- **Stored items from a collection**
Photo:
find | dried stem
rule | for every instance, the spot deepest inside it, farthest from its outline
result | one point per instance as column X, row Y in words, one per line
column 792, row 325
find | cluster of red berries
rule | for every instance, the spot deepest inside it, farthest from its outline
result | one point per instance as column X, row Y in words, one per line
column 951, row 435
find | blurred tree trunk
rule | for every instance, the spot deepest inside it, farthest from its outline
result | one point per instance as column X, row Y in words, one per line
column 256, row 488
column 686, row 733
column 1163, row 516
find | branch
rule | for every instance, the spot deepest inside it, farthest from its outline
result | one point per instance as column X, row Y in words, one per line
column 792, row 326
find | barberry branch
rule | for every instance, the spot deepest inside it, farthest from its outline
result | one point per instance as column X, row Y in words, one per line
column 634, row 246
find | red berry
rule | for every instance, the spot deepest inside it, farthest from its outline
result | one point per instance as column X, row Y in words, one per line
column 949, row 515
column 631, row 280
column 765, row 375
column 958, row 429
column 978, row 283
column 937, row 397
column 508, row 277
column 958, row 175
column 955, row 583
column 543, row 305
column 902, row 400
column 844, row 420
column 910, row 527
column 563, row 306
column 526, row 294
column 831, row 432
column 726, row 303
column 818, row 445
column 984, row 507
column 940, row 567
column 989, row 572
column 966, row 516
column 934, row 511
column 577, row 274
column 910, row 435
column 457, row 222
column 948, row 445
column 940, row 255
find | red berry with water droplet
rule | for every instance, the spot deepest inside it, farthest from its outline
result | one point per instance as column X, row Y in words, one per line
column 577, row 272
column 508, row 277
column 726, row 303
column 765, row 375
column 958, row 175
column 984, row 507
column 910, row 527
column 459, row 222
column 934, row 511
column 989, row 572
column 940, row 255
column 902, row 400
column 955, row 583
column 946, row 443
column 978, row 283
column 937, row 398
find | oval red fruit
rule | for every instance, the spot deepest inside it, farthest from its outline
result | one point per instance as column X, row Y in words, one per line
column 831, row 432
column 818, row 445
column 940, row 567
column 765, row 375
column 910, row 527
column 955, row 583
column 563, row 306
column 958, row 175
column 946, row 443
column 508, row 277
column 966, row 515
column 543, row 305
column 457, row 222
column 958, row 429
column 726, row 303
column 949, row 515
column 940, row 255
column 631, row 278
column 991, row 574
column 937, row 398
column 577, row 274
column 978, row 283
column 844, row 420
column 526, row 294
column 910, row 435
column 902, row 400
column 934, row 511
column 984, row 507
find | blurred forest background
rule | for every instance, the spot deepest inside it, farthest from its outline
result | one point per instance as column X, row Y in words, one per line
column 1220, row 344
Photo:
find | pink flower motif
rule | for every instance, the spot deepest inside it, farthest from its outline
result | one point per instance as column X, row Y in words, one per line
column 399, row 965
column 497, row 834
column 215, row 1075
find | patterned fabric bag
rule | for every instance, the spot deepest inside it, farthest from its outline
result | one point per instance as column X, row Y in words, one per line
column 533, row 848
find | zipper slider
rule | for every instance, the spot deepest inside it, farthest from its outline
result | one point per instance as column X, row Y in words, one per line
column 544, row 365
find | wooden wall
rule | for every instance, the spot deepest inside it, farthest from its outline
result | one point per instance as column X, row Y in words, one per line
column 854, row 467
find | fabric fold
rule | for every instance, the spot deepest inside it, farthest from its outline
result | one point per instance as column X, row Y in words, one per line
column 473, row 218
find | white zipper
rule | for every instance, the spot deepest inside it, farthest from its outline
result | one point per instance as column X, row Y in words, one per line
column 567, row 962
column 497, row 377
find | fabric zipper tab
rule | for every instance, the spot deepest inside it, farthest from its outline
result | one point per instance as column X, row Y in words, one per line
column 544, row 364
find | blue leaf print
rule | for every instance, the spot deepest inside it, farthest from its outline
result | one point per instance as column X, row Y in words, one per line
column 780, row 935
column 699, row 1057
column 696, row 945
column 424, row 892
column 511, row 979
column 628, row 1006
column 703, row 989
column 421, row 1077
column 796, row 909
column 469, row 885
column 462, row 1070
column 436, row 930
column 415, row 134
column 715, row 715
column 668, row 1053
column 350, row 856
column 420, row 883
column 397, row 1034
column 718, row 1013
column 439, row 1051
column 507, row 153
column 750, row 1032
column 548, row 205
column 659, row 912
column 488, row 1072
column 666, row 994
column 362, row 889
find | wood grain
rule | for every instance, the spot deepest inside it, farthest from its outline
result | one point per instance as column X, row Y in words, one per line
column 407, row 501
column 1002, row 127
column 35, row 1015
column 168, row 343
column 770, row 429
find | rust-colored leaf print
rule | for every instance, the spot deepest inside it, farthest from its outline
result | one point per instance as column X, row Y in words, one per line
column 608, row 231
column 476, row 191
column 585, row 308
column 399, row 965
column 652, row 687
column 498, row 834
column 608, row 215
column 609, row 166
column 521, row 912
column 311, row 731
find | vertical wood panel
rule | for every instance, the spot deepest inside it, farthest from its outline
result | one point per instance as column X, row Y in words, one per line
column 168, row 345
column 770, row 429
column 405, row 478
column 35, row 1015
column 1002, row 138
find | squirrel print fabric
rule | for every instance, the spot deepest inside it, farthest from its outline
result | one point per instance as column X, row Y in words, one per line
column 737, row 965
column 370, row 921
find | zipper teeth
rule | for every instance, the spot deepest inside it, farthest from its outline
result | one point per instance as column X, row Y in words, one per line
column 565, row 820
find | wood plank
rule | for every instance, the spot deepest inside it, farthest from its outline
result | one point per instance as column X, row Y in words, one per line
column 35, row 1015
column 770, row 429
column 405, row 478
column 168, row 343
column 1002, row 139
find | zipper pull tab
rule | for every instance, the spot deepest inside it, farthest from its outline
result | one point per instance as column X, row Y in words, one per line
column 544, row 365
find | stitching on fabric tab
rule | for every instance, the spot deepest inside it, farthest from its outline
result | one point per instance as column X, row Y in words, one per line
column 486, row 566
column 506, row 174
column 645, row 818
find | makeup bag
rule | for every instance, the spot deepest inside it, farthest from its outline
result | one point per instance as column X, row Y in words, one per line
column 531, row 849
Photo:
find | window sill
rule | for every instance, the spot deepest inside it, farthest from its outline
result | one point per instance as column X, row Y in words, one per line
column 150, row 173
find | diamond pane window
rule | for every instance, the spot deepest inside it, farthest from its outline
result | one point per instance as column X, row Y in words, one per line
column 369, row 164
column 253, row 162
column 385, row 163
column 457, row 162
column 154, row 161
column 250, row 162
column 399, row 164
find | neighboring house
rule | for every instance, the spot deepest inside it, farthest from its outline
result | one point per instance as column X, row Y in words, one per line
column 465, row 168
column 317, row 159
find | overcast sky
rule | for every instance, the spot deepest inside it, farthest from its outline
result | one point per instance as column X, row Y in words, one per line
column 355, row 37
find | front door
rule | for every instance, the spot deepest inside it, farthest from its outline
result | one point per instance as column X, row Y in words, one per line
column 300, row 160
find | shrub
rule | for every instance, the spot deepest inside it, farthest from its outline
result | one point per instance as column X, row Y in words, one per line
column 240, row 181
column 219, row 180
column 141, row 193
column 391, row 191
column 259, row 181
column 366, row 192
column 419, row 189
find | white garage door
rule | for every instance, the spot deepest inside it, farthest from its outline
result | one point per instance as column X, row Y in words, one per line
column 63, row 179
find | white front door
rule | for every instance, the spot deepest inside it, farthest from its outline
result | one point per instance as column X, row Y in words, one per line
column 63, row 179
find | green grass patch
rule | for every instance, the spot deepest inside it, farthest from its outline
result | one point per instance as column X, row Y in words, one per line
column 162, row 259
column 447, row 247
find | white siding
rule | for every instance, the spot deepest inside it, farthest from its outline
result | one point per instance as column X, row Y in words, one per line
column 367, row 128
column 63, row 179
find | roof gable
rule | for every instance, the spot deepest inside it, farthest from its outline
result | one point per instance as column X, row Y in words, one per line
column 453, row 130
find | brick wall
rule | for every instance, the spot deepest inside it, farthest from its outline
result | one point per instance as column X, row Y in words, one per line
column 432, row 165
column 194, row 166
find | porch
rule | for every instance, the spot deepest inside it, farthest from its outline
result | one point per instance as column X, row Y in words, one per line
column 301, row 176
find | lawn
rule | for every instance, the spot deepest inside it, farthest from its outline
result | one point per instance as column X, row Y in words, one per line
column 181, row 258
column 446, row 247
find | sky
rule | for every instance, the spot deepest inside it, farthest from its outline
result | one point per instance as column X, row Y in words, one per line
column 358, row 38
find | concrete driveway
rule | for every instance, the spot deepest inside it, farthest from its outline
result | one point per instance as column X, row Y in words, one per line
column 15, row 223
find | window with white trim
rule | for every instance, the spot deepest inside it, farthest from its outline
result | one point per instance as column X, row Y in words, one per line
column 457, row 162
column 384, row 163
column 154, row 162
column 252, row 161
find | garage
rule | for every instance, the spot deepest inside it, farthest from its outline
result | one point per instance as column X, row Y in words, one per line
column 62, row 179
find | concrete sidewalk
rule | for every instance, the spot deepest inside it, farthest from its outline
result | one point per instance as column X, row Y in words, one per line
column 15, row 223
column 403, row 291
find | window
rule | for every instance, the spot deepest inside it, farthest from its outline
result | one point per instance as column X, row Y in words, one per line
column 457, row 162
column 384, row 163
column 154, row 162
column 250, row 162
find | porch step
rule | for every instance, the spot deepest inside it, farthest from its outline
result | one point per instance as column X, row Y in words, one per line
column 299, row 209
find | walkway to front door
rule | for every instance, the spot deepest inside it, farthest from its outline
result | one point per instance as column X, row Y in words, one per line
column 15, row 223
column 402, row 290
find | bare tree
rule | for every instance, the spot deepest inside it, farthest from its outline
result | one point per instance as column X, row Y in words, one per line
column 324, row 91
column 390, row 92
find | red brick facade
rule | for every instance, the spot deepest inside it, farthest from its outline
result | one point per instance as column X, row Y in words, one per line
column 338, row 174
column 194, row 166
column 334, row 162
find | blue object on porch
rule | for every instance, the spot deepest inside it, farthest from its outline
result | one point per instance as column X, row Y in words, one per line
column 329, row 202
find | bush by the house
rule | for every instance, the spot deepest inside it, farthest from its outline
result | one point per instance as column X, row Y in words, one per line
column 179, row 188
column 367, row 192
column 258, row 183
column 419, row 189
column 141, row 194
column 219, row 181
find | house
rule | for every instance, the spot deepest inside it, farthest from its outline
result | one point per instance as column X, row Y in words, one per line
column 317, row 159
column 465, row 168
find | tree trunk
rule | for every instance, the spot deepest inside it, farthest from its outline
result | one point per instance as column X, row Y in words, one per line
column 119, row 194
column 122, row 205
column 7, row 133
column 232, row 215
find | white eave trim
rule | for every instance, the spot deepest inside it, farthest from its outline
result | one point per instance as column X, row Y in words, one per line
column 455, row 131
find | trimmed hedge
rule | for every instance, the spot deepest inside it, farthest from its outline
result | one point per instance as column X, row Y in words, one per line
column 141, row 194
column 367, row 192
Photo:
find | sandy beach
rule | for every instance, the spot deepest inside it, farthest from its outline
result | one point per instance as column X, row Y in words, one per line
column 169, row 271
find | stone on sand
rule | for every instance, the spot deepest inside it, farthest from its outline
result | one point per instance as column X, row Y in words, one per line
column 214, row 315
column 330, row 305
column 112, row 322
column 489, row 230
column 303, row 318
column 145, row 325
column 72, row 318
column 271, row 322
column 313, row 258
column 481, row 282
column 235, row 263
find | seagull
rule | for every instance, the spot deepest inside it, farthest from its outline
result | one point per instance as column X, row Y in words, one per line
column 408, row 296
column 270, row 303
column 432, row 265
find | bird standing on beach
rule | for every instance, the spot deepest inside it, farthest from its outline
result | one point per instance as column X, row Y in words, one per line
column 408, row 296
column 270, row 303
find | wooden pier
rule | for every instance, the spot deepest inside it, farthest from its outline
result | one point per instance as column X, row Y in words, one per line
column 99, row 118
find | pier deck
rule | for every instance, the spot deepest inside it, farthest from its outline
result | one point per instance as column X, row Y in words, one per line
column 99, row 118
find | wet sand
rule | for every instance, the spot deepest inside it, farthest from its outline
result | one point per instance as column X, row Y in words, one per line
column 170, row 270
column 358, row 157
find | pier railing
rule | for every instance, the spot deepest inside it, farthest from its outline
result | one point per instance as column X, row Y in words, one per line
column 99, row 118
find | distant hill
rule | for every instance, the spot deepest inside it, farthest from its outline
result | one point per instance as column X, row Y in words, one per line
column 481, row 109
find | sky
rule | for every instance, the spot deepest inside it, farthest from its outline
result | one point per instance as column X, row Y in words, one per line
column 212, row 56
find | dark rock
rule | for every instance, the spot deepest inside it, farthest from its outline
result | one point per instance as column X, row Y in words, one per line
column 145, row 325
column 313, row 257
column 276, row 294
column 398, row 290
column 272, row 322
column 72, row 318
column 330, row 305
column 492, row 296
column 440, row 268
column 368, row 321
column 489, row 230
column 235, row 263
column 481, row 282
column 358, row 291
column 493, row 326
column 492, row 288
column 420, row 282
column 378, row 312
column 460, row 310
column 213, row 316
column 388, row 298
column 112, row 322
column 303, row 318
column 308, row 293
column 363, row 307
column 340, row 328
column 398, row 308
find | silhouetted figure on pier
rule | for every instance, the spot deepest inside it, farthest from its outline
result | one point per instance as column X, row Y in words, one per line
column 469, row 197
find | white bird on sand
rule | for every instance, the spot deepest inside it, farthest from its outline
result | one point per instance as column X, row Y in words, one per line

- **Work to complete**
Give the lines of the listing as a numbered list, starting at the line that contains "find | rust-colored leaf print" and ending at the line that contains "column 565, row 820", both included. Leave out any blank lines.

- **Answer**
1. find | rust-colored leaf print
2. rule | for every instance, the spot deepest inside it, farthest from its outline
3. result | one point per instance as column X, row Y in words, one per line
4. column 608, row 231
5. column 476, row 191
6. column 585, row 308
7. column 399, row 965
8. column 652, row 687
9. column 498, row 834
10. column 608, row 215
11. column 609, row 166
12. column 521, row 912
13. column 311, row 731
14. find | vertical wood panel
15. rule | for every instance, the spot deepest inside it, farthest from its outline
16. result | one point per instance as column X, row Y in words, one per line
17. column 168, row 345
18. column 770, row 429
19. column 405, row 478
20. column 35, row 1015
21. column 1002, row 138
22. find | squirrel print fabric
23. rule | for every instance, the spot deepest inside it, farthest from its outline
24. result | one point per instance as column X, row Y in words, one per line
25. column 737, row 965
26. column 370, row 921
27. find | zipper teeth
28. rule | for every instance, the spot deepest inside it, farthest from its outline
29. result | one point per instance as column X, row Y in words, one per line
30. column 565, row 820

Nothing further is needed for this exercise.